== What you are asked to do ==
The answer must be an exact copy of the records, with every picture removed.

== Given entries ==
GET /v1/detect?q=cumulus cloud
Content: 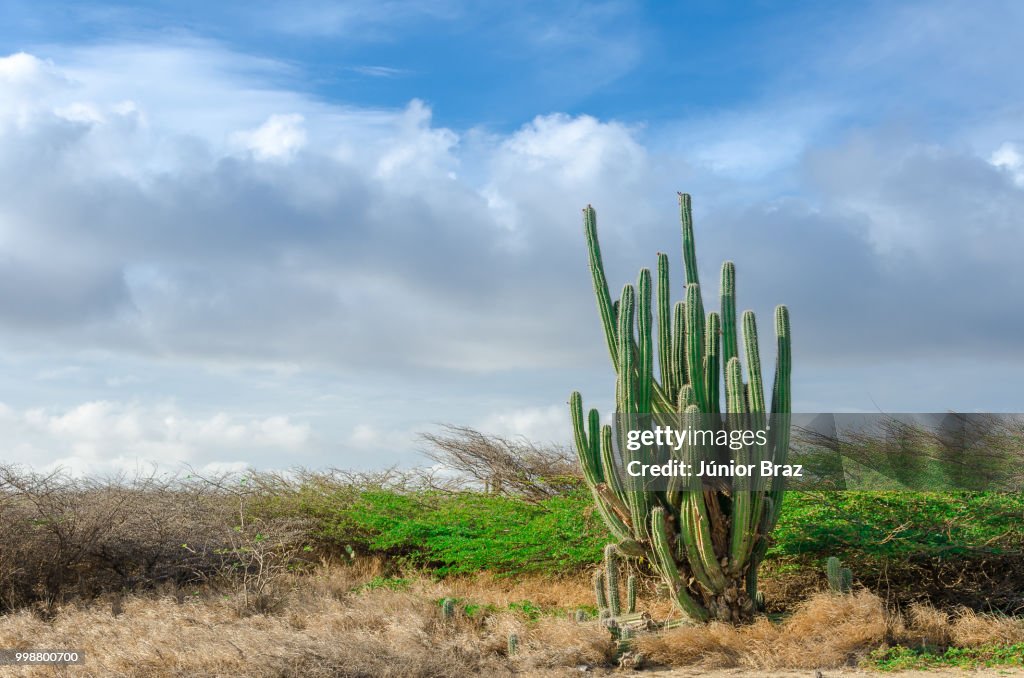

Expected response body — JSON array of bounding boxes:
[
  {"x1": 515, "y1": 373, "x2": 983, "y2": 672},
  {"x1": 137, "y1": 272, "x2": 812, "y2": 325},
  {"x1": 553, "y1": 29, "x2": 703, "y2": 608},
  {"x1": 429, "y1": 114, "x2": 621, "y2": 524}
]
[
  {"x1": 232, "y1": 113, "x2": 307, "y2": 160},
  {"x1": 2, "y1": 8, "x2": 1024, "y2": 473},
  {"x1": 0, "y1": 47, "x2": 655, "y2": 375},
  {"x1": 0, "y1": 400, "x2": 311, "y2": 476}
]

== Output of the task ==
GET /v1/detect?q=cumulus cloud
Content: 

Expected response body — JSON array of bounding boxes:
[
  {"x1": 515, "y1": 373, "x2": 983, "y2": 672},
  {"x1": 137, "y1": 272, "x2": 812, "y2": 325},
  {"x1": 553, "y1": 29, "x2": 703, "y2": 608},
  {"x1": 429, "y1": 114, "x2": 621, "y2": 524}
]
[
  {"x1": 232, "y1": 113, "x2": 307, "y2": 160},
  {"x1": 2, "y1": 8, "x2": 1024, "y2": 473},
  {"x1": 0, "y1": 47, "x2": 655, "y2": 375},
  {"x1": 0, "y1": 400, "x2": 311, "y2": 476}
]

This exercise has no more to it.